+++ Texto fornecido
Written by: Feminismo Material

Do only fans aos clubes de strip-tease: o sonho americano ainda é de plástico

O filme Anora é um retrato da exploração dos mais ricos sobre os mais pobres, mas peca ao manter o male gaze e ao não deixar que as mulheres na indústria do sexo contem a própria história
Yasmin Morais

Há níveis tão intensos de vulnerabilidade que só podem ser captados por completo nas entrelinhas. Anora (2024), dirigido pelo cineasta estadunidense Sean Baker, integra um gênero cinematográfico muito específico, onde o coração está escondido à vista. 

Conhecido por obras como Tangerine (2015), The Florida Project (2017) e Red Rocket (2021), o diretor, lembrado por narrativas sobre a comunidade LGBT+ e pessoas na indústria do sexo, retorna às telas com Anora, nos conduzindo à história eletrizante de uma dançarina erótica em sua versão pessoal de um sonho americano. Indicado em onze categorias ao Oscar, o filme levou para casa alguns dos prêmios mais cobiçados, como de Melhor Diretor, Melhor Atriz e Melhor Filme.

Vencedor da Palma de Ouro de 2024, feito não realizado por nenhuma obra norte-americana há mais de uma década, Anora é um misto curioso e sensível do cinema expressivo da década de 1970 e dos takes ágeis de filmes populares dos anos 1980 como Um Príncipe em Nova York (1988).

Anora Mikheeva (Mikey Madison), mais conhecida pelo pseudônimo de Ani, é uma jovem uzbeque-americana, que entra em cena como stripper de uma casa noturna de luxo em Nova York. Certa noite, Ani é convocada a prestar serviços à Ivan ‘Vanya’ Zakharov (Mark Eydelshteyn), herdeiro de uma família de oligarcas russos em intercâmbio nos Estados Unidos. O que parecia ser a grande oportunidade de sua vida, se torna uma jornada eletrizante rumo ao fracasso de seu sonho americano.
++++++
_Tarefa 1:_ No texto sobre o filme Anora, qual ator interpreta Ivan ‘Vanya’ Zakharov?
O texto e as entradas têm origens distintas.
+++ Dados registrados
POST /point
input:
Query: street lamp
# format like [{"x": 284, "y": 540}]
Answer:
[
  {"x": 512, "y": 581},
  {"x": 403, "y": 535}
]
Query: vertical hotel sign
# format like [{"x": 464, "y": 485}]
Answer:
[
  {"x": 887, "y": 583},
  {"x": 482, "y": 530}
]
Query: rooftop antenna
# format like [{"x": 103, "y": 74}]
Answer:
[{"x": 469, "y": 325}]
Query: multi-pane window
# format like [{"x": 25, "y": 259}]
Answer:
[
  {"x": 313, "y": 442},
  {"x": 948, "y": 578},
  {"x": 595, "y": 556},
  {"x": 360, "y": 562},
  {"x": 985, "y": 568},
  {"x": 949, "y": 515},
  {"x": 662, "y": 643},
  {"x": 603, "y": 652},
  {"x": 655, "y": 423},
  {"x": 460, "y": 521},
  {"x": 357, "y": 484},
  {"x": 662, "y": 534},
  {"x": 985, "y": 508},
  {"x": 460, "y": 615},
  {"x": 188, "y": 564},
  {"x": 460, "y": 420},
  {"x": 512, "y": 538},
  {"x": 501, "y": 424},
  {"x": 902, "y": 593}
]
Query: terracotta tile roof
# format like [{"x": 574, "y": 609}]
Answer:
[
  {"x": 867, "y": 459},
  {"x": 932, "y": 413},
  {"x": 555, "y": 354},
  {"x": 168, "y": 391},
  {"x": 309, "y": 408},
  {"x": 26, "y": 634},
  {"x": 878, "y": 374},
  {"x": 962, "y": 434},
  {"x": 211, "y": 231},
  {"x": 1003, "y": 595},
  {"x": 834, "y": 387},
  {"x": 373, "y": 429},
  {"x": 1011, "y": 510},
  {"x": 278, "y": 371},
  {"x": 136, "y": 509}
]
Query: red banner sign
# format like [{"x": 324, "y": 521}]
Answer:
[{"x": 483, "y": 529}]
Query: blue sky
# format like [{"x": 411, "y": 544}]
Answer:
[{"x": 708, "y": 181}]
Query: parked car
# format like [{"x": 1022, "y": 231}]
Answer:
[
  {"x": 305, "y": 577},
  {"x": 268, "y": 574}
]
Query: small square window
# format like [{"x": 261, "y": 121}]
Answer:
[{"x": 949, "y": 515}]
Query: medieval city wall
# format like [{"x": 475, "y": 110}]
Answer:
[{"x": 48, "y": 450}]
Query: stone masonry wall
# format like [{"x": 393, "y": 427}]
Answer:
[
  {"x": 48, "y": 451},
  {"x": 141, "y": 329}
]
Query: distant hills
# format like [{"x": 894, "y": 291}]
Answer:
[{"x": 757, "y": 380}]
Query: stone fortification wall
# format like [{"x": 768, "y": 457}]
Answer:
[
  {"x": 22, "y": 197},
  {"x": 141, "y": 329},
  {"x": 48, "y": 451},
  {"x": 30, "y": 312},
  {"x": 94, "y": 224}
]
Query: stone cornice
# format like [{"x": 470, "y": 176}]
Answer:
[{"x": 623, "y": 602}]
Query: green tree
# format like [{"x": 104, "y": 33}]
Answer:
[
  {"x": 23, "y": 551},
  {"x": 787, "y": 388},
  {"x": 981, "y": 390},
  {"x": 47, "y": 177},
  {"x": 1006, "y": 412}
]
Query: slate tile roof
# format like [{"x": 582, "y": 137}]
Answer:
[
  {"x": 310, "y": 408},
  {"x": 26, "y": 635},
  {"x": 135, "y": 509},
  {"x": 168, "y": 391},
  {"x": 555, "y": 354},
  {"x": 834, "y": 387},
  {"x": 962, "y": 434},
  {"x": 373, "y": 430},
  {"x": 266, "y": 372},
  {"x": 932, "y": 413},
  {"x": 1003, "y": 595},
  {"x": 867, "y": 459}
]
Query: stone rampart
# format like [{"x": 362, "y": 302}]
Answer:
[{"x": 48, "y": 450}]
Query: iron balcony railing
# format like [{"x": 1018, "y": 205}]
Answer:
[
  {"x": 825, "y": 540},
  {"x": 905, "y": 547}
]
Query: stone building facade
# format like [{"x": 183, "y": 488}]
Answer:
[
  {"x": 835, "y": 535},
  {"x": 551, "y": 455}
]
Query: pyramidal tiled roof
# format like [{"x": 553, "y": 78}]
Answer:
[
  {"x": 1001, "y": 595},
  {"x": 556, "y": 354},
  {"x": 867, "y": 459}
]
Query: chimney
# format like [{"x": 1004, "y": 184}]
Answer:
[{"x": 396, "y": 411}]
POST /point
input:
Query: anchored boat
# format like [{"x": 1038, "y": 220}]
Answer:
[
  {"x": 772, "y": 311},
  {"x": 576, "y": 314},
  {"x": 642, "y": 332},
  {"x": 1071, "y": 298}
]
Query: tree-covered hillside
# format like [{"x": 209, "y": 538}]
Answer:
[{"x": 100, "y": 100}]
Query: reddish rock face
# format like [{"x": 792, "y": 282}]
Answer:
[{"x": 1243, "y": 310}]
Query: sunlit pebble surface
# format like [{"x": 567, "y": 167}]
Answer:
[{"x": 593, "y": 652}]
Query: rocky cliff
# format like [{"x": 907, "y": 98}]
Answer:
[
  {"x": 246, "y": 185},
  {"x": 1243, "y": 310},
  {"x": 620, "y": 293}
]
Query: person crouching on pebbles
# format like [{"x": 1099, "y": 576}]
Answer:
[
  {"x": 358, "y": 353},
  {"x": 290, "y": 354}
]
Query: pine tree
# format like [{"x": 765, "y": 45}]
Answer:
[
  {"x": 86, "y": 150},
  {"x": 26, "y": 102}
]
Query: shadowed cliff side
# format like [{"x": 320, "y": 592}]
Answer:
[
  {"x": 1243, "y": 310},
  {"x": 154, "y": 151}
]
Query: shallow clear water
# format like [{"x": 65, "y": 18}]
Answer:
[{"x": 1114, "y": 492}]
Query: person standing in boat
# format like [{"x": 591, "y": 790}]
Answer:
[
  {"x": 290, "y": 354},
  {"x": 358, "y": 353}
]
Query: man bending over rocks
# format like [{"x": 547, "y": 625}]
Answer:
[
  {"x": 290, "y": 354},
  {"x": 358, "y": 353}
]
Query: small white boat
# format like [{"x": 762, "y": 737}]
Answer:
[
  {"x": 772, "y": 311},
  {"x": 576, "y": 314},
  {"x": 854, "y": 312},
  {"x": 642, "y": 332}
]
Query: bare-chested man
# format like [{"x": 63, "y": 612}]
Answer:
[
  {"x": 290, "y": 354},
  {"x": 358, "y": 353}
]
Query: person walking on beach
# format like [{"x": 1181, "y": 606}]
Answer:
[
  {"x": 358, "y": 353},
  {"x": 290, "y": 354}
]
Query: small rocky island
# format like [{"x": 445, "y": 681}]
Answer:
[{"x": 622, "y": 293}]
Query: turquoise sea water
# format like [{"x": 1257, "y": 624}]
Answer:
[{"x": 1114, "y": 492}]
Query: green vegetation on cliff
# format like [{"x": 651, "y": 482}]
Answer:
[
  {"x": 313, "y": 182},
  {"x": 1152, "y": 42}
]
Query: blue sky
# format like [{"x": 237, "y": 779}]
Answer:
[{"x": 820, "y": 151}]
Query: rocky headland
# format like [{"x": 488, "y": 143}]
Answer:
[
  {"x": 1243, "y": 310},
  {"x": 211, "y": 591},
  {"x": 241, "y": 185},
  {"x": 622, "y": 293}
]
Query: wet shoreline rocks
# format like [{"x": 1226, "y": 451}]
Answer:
++++++
_Tarefa 2:_ Localize nas entradas cada linha em que aparece a palavra "rocks" e copie essas linhas.

_Resultado 1:_ Mark Eydelshteyn.

_Resultado 2:_
Query: man bending over rocks
Query: wet shoreline rocks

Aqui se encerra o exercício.